Natural language region descriptions
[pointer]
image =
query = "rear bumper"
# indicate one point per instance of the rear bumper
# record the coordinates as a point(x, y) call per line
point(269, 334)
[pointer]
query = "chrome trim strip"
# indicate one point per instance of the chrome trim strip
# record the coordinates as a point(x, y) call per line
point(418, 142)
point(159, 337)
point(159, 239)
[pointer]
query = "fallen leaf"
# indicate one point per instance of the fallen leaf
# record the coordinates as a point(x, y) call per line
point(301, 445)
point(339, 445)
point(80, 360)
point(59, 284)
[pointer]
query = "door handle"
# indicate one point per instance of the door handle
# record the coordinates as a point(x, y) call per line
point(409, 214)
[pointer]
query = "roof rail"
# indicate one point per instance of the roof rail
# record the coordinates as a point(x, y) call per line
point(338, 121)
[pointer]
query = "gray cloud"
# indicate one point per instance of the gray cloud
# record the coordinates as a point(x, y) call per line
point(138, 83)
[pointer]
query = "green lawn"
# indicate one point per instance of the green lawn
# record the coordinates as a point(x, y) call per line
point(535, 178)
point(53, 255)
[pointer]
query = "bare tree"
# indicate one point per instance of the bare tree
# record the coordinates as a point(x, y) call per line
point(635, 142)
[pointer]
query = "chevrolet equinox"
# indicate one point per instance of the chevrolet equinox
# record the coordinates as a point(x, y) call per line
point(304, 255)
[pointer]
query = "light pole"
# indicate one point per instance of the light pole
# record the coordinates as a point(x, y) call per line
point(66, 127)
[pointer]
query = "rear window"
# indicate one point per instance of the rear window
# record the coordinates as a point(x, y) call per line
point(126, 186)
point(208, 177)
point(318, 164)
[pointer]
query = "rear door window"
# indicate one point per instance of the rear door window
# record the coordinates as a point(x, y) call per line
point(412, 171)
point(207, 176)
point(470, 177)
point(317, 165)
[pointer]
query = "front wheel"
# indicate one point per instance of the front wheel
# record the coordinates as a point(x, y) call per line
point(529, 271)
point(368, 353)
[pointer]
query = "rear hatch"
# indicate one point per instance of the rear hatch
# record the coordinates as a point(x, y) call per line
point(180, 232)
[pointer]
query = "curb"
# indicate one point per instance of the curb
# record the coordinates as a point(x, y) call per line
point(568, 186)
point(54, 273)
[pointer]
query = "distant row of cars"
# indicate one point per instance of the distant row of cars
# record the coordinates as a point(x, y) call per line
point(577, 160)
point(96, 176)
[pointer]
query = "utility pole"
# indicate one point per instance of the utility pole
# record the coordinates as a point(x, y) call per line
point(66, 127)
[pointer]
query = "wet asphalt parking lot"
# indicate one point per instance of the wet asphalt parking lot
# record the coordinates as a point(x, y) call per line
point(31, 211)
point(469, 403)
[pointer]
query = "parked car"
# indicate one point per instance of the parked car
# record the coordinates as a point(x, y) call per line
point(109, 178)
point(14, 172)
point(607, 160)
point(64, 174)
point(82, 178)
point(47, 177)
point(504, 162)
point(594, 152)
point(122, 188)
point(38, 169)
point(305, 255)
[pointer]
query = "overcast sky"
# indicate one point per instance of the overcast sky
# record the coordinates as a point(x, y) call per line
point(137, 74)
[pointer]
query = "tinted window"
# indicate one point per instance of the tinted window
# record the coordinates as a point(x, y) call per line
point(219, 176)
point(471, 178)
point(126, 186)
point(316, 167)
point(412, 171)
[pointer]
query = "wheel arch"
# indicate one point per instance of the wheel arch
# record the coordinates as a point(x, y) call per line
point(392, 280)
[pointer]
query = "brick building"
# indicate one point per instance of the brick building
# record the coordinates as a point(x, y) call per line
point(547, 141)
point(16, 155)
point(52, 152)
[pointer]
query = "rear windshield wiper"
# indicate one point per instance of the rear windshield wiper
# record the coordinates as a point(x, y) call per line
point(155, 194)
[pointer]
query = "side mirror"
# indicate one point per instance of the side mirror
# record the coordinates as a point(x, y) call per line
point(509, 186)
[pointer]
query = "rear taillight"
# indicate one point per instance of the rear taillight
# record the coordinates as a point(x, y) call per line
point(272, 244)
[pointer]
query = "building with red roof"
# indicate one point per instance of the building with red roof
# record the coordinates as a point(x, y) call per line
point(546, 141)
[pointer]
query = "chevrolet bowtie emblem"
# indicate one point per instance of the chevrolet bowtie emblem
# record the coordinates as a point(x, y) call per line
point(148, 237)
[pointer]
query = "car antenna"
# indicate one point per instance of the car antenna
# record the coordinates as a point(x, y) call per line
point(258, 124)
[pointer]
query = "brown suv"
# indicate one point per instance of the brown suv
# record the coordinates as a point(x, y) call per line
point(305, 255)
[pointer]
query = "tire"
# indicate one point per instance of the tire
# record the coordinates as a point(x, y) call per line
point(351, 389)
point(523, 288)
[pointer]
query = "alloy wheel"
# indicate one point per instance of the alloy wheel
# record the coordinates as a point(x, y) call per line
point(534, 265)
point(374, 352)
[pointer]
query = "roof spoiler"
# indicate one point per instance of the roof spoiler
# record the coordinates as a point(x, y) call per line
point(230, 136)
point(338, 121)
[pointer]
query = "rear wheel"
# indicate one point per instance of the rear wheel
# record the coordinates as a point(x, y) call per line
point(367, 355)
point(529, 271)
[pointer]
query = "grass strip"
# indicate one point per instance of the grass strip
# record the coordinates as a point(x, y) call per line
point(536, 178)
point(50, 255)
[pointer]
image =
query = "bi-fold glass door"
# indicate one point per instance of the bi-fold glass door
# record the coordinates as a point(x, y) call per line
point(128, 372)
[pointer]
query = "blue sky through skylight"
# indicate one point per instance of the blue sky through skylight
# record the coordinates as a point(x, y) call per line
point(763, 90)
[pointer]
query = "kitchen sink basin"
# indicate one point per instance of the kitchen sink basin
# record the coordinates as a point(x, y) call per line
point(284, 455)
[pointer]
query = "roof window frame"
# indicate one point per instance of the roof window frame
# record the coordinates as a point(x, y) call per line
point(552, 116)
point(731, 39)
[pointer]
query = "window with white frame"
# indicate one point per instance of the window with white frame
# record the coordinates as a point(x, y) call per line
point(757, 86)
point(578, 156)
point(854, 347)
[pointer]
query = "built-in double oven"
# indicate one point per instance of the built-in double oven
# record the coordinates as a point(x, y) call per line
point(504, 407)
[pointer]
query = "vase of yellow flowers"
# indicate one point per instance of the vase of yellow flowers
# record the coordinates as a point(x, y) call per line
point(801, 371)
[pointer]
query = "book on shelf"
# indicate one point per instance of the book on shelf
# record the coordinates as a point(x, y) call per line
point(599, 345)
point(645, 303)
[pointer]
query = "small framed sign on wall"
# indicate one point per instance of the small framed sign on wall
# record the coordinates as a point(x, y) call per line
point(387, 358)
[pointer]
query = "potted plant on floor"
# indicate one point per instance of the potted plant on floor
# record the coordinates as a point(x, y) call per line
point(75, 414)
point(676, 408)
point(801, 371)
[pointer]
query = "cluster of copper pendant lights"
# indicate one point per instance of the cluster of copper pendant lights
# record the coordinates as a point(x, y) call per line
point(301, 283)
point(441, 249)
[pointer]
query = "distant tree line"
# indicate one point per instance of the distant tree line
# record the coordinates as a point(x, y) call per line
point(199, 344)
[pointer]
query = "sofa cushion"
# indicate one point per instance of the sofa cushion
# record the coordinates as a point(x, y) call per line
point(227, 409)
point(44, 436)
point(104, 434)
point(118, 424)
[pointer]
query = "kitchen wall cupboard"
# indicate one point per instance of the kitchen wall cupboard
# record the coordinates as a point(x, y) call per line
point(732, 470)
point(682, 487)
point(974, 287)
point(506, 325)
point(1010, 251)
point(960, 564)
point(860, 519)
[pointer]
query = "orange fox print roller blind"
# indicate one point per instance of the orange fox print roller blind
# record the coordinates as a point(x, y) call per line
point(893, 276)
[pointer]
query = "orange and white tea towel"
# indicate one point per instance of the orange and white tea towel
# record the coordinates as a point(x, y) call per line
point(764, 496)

ACTIVITY:
Nothing but a number should be given: the count of lines in the data above with the word "small".

TASK RESULT:
2